===== Texte fourni

Pourquoi la sauvegarde du Chorabab est cruciale

La préservation du chorabab est primordiale pour plusieurs raisons impérieuses qui touchent à la fois à la culture, à l’histoire, à la société et à l’économie. Le Chorabab est une expression tangible de la culture et de l’identité khmères, profondément enracinée dans l’histoire du Royaume, en particulier à l’époque angkorienne.

« Les motifs complexes du Chorabab font partie du patrimoine culturel khmer depuis des siècles et sont représentés sur les murs d’Angkor Vat », explique M. Chhieu du CLRO.

« En les préservant, nous sauvegardons une histoire vivante qui donne un aperçu des normes artistiques et sociétales des anciennes civilisations khmères, contribuant ainsi à notre compréhension de l’histoire de l’humanité au sens large », explique-t-il.

Le tissage du Chorabab fait appel à un ensemble complexe de compétences transmises de génération en génération. Le préserver, c’est assurer la survie de ces compétences artisanales traditionnelles, en évitant qu’elles ne disparaissent au profit de la modernisation et de la mondialisation.

Elle maintient le savoir en vie, non seulement dans la pratique, mais aussi en tant que ressource éducative pour ceux qui souhaitent s’initier aux techniques de tissage traditionnelles.

Pour de nombreux artisans, le tissage Chorabab est une source de revenus. La préservation de cet artisanat contribue à l’émancipation économique des tisserands, en particulier des femmes, qui constituent l’épine dorsale de l’industrie textile traditionnelle au Cambodge.

« Le soutenir peut conduire au développement de moyens de subsistance durables, au développement communautaire et à la réduction de la pauvreté », note M. Chhieu.

Selon lui, contrairement aux textiles produits en masse, le Chorabab est tissé à l’aide de techniques plus éthiques et plus durables. Il favorise également les pratiques respectueuses de l’environnement, grâce à l’utilisation de fibres et de teintures naturelles, et encourage l’abandon de l’industrie de la mode rapide.

==========

Comment se poursuit le texte sur la sauvegarde du Chorabab ? Rédigez la suite qui commence après sa dernière phrase.

===== Données enregistrées

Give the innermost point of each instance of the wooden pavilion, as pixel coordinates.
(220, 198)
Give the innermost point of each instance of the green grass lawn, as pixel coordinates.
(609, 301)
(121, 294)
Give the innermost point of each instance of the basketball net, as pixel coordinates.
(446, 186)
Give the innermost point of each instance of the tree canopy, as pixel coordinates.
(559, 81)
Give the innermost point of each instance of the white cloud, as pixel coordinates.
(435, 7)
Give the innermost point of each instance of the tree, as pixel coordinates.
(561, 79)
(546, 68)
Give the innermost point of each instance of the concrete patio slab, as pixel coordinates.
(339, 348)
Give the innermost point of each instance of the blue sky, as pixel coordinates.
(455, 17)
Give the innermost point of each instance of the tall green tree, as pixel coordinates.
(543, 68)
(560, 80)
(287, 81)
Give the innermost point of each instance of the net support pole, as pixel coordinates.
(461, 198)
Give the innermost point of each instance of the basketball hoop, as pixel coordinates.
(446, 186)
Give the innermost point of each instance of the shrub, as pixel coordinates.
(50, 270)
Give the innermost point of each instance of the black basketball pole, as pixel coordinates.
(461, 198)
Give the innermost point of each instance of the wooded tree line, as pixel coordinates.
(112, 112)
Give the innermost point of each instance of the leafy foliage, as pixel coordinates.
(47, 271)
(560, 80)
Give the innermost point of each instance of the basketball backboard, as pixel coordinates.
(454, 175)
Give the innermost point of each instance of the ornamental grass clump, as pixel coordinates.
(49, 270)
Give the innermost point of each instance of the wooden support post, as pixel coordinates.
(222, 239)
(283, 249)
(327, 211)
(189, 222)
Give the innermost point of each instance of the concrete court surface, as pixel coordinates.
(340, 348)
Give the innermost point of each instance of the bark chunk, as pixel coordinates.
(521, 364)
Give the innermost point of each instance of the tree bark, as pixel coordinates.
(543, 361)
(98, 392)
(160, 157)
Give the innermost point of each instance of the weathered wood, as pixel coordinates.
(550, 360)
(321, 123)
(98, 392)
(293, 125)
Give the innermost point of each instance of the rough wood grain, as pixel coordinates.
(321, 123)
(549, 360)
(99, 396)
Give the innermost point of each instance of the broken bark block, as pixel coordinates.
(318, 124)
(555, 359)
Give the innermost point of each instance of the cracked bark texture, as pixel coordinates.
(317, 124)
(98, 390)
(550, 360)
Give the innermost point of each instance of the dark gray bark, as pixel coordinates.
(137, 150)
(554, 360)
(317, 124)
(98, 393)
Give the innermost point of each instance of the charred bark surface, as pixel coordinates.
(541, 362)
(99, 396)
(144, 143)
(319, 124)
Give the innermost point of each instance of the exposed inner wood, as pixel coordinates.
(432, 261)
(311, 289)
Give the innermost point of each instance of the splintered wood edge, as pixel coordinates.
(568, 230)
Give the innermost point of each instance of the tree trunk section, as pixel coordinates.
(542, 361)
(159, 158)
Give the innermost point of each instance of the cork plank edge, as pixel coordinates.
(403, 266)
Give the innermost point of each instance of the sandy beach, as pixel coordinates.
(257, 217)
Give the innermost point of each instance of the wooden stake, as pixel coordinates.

==========

_Résultat attendu_
L’artisanat traditionnel comme le Chorabab attire les touristes à la recherche d’expériences culturelles authentiques, ce qui contribue à l’économie locale et permet aux visiteurs internationaux d’apprécier davantage la culture khmère.

« Cela permet non seulement de renforcer la fierté des Cambodgiens, mais aussi d’enrichir la mosaïque mondiale des arts traditionnels, en encourageant la diversité et l’appréciation interculturelle », explique M. Chhieu.

Il ajoute que les efforts visant à préserver le Chorabab devraient inclure des programmes éducatifs destinés à informer les habitants et les touristes de l’importance de cette tradition.

Menaces modernes sur une technique ancienne

L’un des principaux obstacles à la pérennité de cette technique est la prévalence des imitations fabriquées à la machine, souvent importées, qui réduisent le marché des tisserands traditionnels.

Le projet défend la cause des vêtements Chorabab authentiques, exhortant les consommateurs, en particulier les jeunes mariées, à choisir des pièces en soie véritable, tissées à la main localement. Ces dernières années, l’engouement pour les tissus fabriqués à la machine a entraîné une chute de 80 % de la production de Chorabab.

« Pour sauver le Chorabab de l’extinction, nous devons mettre en place une stratégie globale », déclare M. Chhieu.

Les difficultés socio-économiques auxquelles sont confrontés ces artisans sont considérables : au moins 15 % d’entre eux vivent en dessous du seuil de pauvreté.

Les mesures proposées consistent notamment à offrir aux artisans des protections spéciales, telles que des prestations de soins de santé complètes et l’affiliation à la Caisse nationale de sécurité sociale (CNSS).

La stratégie comprend également la lutte contre les maladies transmises par les moustiques qui touchent les artisans, ainsi que la fourniture de lunettes de lecture pour prolonger leurs années productives.

« Nous nous concentrons également sur l’autonomisation de nos producteurs par le biais de formations commerciales, dans le but d’étendre notre portée grâce aux ventes internationales en ligne », ajoute M. Chhieu.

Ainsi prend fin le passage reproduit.